====== Page ======

On Fri, Jun 8, 2018 at 7:34 AM, Asim R P <apraveen@pivotal.io> wrote:
Hi,

In the pluggable storage unconference session in Ottawa,
column oriented storage was a key point of discussion.  We would like
to share an overview of Greenplum's column store.  We hope that this
will aid a discussion to carve out a pluggable storage interface.
This is just an overview, source code is where the truth is:
https://github.com/greenplum-db/gpdb

Greenplum introduced "appendonly" as a table type to support row as
well as column orientation.  Design goal for appendonly tables is to
reduce I/O cost so that workloads involving bulk I/O (OLAP) run
faster.  As the name suggests, tuples stored in the underlying files
are immutable (no in-place updates / deletes).  The files can only be
extended with new data.  We will focus only on column oriented
appendonly tables in what follows.

Thanks for sharing the details of how Greenplum has implemented
columnar storage and use case of it. This will helpful in creating
a better pluggable table access methods.
 

A create table SQL command to create column oriented table:

    CREATE TABLE col_table (c1 int, c2 varchar) WITH (appendonly=true,
orientation=column);

The current pluggable table access method provides the following syntax
currently to create a table with specific access method [1].

CREATE TABLE ... [USING ACCESSMETHOD] ...

The access method must be created by the columnar storage extension.
 
Storage format:

Each column of a column oriented table gets a dedicated file in the
data directory.  A file contains a series of variable length blocks
("varblocks").  Each concurrent transaction writing to an appendonly
table is allocated a dedicated set of files, one per column.  At the
most, 128 concurrent transactions are allowed to write to the same
appendonly table, leading to at the most 128 groups of files (one per
column).  Let's assume two concurrent transactions inserted into the
"col_table" in the above example.  The table will have two groups of
files, each group containing two files (one per column).  A group of
files is called "segment".  Segment 1 for "col_table" contains files
"<relfilenode>.1" (c1) and "<relfilenode>.129" (c2).  Segment 2
contains files "<relfilenode>.2" (c1) and "<relfilenode>.130" (c2).

Appendonly tuples do not contain MVCC information (xmin/xmax).  An
auxiliary table, pg_aoseg.pg_aoseg_<oid>, is created for each
appendonly table.  It keeps track of the length of each segment file
for the appendonly table.  The aoseg table is a heap table, normal
MVCC rules apply.  This setup isolates transactions concurrently
reading or writing to an appendonly table from each other.

Similar to heap TID, appendonly TID is a 6-byte struct
(appendonlytid.h).  It comprises of segment number and row number.
Appendonly TID is recorded in indexes without much distinction from
heap TID.  Unlike heap TID, an appendonly TID is not sufficient to
locate a row number within a column's file.  Another auxiliary table,
block directory (pg_aoseg.pg_aoblckdir_<oid>), maps a row number to
offsets in the segment.  The offset points to start of the varblock
containing the row number.  Index lookups first obtain the appendonly
TID from the index, then map the row number to its offset using block
directory and then read the varblock from the file.  The aoblckdir
table is heap, normal MVCC rules apply.

======

▶ Work to do:
- 1) In the message about Greenplum's column store, what is a group of files, one per column, called?
- 2) Please extend the message about Greenplum's column store, picking up right after its final sentence.

====== Dataset extract ======

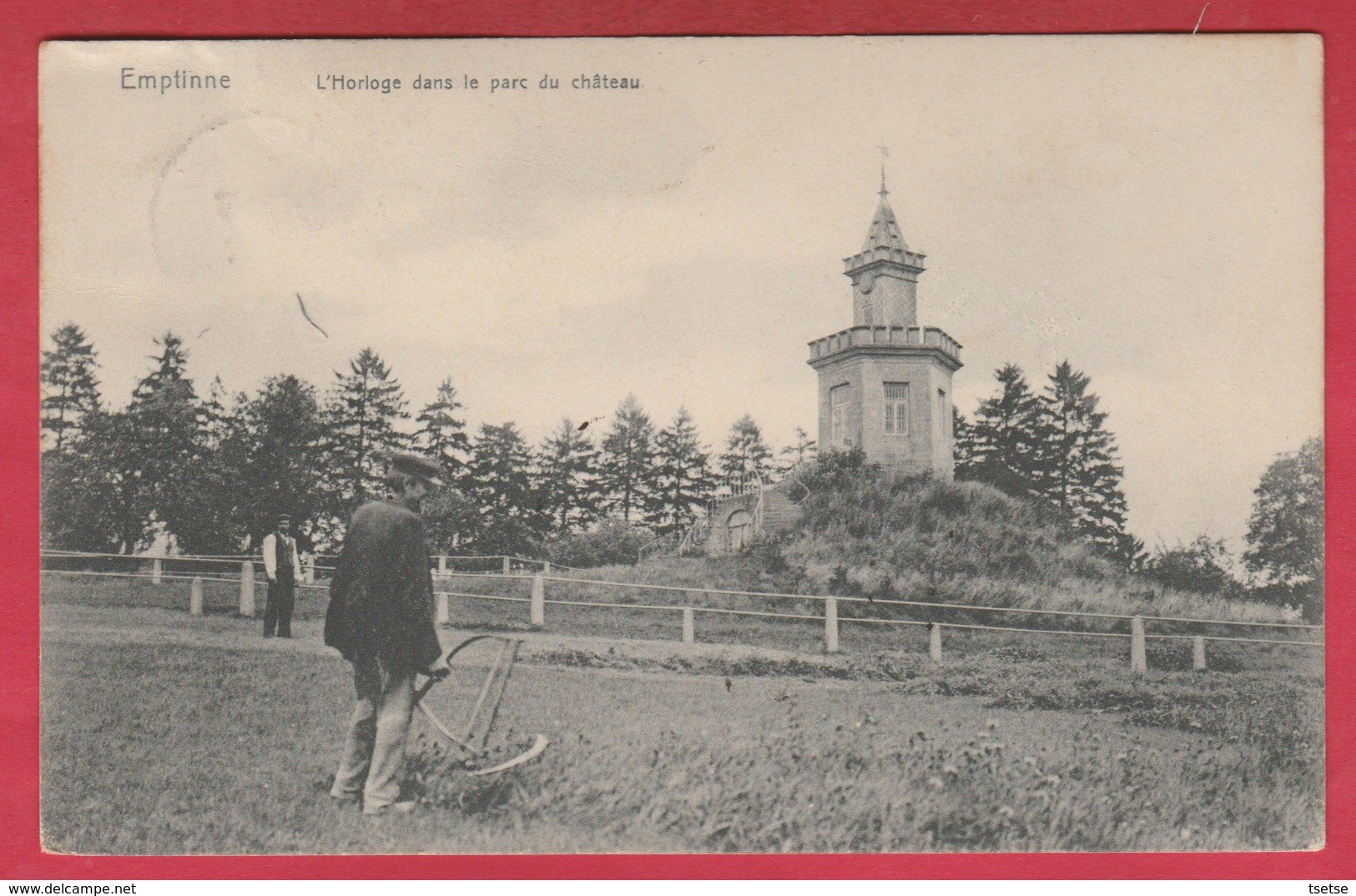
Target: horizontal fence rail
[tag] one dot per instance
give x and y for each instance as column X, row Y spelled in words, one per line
column 692, row 601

======

▶ Task answers:
- 1) A "segment".

- 2)
UPDATE and DELETE:

Updates and deletes are supported by maintaining a bitmap representing
visibility of appendonly row numbers.  Note that visibility is
attribute of a row.  E.g. if row number 10 is invisible in
"col_table", the column values corresponding to row number 10 in both
"<relfilenode>.1" as well as "<relfilenode>.129" files should be
considered invisible.  The bitmap is maintained in another auxiliary
table - pg_aoseg.aovisimap, which is also a normal heap table.
Deleting a row results in no change to the appendonly files.  The bit
representing the deleted row number is set in the aovisimap table.
UPDATE is delete followed by insert.  No update chains are maintained.

Catalog changes:

* pg_appenonly table contains OIDs of auxiliary tables for each
appendonly table.
* For each appendonly table, the auxiliary tables created are: aoseg,
aovisimap and block directory.  Similar to toast tables, these have
their own entires in pg_class with their own relfilenodes.
* New pg_class.relstorage values 'a' for row oriented AO and 'c' for
column oriented.

The current pluggable table access method interface provides a way to
create additional tables in the pg_class of relkind as 'E' (External table)
that can be accessed only by the storage access methods and not by the user.

Fujitsu has also developed our own columnar storage [2] and currently it is tightly coupled
with modified version of PostgreSQL and we also wants to port our version to pluggable
table access method

In our columnar storage, we also need to create additional relations to provide
the columnar storage support. To generalize it for every other storage engine,
I thought of the above External table approach.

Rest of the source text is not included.